> [Prompt a]
Rewrite the forum thread from "Keep us updated, please." to "wanted to use.", changing "custom bikes" to "custom bicycles".

# ###cwc build ###



## Oldude13 (Dec 8, 2015)

Building a 40's CWC Tank rack the whole magilla
This is what i have so far, well maybe a few more parts.


----------



## Boris (Dec 8, 2015)

Well, it sure looks like you've rounded the bend and the finish line is in sight.


----------



## sludgeguy (Dec 9, 2015)

Well Oldude13, a journey of a thousand miles starts with a single step...

You're on your way to a sweet ride!

Keep us updated, please.
Sludgeguy


----------



## bairdco (Dec 9, 2015)

You're on the right track. I've built a lot of custom bikes that started with a single part I wanted to use. 

Built my DX klunker just because I had a 135mm Durex coaster brake. Then I found some NOS 26" Araya 7x alloy rims, some NOS stamped Ashtabula bmx cranks, etc.

The frame was the last thing I found before I decided where all these parts were gonna end up...


----------



## scooter_trasher (Dec 9, 2015)

Here's mine, I wanted silver but Gary Glitter got them all


----------



## scooter_trasher (Dec 9, 2015)

Almost there anybody got clothes pins


----------



## Oldude13 (Dec 9, 2015)

*CWC build*

Heres most of the parts for my build, More to come
Question my frame is missing the lower rear fender lower mount is that common? 
Also i need a front fender, the one i have is dimpled for the spring fork. trades??
Thanks


----------



## scooter_trasher (Dec 9, 2015)

> [Supplied records]
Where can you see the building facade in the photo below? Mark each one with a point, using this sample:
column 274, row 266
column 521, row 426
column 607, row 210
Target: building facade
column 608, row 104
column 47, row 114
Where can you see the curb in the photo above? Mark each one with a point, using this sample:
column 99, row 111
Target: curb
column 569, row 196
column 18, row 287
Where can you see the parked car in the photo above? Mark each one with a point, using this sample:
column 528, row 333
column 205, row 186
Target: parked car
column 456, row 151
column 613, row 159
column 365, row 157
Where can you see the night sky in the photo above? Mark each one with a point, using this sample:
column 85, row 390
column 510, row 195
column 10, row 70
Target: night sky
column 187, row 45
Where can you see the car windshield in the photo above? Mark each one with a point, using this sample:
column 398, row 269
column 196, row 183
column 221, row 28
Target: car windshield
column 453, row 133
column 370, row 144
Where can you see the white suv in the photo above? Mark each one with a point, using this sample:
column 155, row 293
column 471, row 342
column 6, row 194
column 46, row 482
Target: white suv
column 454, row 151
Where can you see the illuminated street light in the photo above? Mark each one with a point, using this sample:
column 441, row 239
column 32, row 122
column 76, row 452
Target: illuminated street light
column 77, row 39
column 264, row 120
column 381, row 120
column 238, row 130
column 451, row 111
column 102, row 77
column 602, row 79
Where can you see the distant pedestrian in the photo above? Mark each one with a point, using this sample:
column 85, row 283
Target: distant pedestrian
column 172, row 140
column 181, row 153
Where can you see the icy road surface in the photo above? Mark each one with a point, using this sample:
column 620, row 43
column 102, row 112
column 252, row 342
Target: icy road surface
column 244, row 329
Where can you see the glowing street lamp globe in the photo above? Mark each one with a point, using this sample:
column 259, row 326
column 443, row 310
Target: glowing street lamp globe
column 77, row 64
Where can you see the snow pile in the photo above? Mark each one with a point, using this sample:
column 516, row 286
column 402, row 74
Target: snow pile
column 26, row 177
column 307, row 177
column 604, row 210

> [Prompt b]
Arrange the rows, from the first line through the line containing "column 602, row 79", as a Markdown table with the columns Number and Line. Omit blank lines.

> [Exercise output a]
Keep us updated, please.
Sludgeguy


----------



## bairdco (Dec 9, 2015)

You're on the right track. I've built a lot of custom bicycles that started with a single part I wanted to use.

> [Exercise output b]
| Number | Line |
|---|---|
| 1 | Where can you see the building facade in the photo below? Mark each one with a point, using this sample: |
| 2 | column 274, row 266 |
| 3 | column 521, row 426 |
| 4 | column 607, row 210 |
| 5 | Target: building facade |
| 6 | column 608, row 104 |
| 7 | column 47, row 114 |
| 8 | Where can you see the curb in the photo above? Mark each one with a point, using this sample: |
| 9 | column 99, row 111 |
| 10 | Target: curb |
| 11 | column 569, row 196 |
| 12 | column 18, row 287 |
| 13 | Where can you see the parked car in the photo above? Mark each one with a point, using this sample: |
| 14 | column 528, row 333 |
| 15 | column 205, row 186 |
| 16 | Target: parked car |
| 17 | column 456, row 151 |
| 18 | column 613, row 159 |
| 19 | column 365, row 157 |
| 20 | Where can you see the night sky in the photo above? Mark each one with a point, using this sample: |
| 21 | column 85, row 390 |
| 22 | column 510, row 195 |
| 23 | column 10, row 70 |
| 24 | Target: night sky |
| 25 | column 187, row 45 |
| 26 | Where can you see the car windshield in the photo above? Mark each one with a point, using this sample: |
| 27 | column 398, row 269 |
| 28 | column 196, row 183 |
| 29 | column 221, row 28 |
| 30 | Target: car windshield |
| 31 | column 453, row 133 |
| 32 | column 370, row 144 |
| 33 | Where can you see the white suv in the photo above? Mark each one with a point, using this sample: |
| 34 | column 155, row 293 |
| 35 | column 471, row 342 |
| 36 | column 6, row 194 |
| 37 | column 46, row 482 |
| 38 | Target: white suv |
| 39 | column 454, row 151 |
| 40 | Where can you see the illuminated street light in the photo above? Mark each one with a point, using this sample: |
| 41 | column 441, row 239 |
| 42 | column 32, row 122 |
| 43 | column 76, row 452 |
| 44 | Target: illuminated street light |
| 45 | column 77, row 39 |
| 46 | column 264, row 120 |
| 47 | column 381, row 120 |
| 48 | column 238, row 130 |
| 49 | column 451, row 111 |
| 50 | column 102, row 77 |
| 51 | column 602, row 79 |